Stored dataset items:
○ ○ ○ ○ ○ ○ ○

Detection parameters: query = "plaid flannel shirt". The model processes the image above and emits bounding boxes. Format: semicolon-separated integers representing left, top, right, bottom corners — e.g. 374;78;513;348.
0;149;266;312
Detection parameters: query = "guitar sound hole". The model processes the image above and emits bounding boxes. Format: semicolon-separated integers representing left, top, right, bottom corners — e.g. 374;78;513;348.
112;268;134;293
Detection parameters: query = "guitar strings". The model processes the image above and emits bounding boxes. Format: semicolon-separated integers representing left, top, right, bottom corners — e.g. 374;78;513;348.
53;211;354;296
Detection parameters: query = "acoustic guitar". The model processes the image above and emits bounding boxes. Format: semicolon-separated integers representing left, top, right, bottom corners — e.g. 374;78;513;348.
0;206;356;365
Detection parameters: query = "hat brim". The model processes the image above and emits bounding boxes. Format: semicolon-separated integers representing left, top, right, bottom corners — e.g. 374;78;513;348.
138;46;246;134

○ ○ ○ ○ ○ ○ ○

- [Given problem]: Repeat the listing in full, keeping every line exactly as it is.

- [Complete output]:
Detection parameters: query = "plaid flannel shirt". The model processes the image above and emits bounding boxes. Format: semicolon-separated integers representing left, top, right, bottom corners — e.g. 374;78;513;348.
0;149;266;312
Detection parameters: query = "guitar sound hole". The model processes the image above and emits bounding boxes. Format: semicolon-separated integers representing left, top, right, bottom corners — e.g. 374;78;513;348.
112;268;134;293
Detection parameters: query = "guitar strings". The model processes the image above and emits bounding boxes. Format: semicolon-separated integers representing left, top, right, bottom corners — e.g. 374;78;513;348.
53;211;354;296
Detection parameters: query = "acoustic guitar". The model processes the image above and emits bounding boxes. Format: semicolon-separated integers representing left, top, right, bottom corners — e.g. 374;78;513;348.
0;206;356;365
Detection parameters: query = "hat brim". The model processes the image above and emits bounding boxes. Format: semicolon-separated integers representing left, top, right, bottom corners — e.g. 374;78;513;348.
138;46;246;134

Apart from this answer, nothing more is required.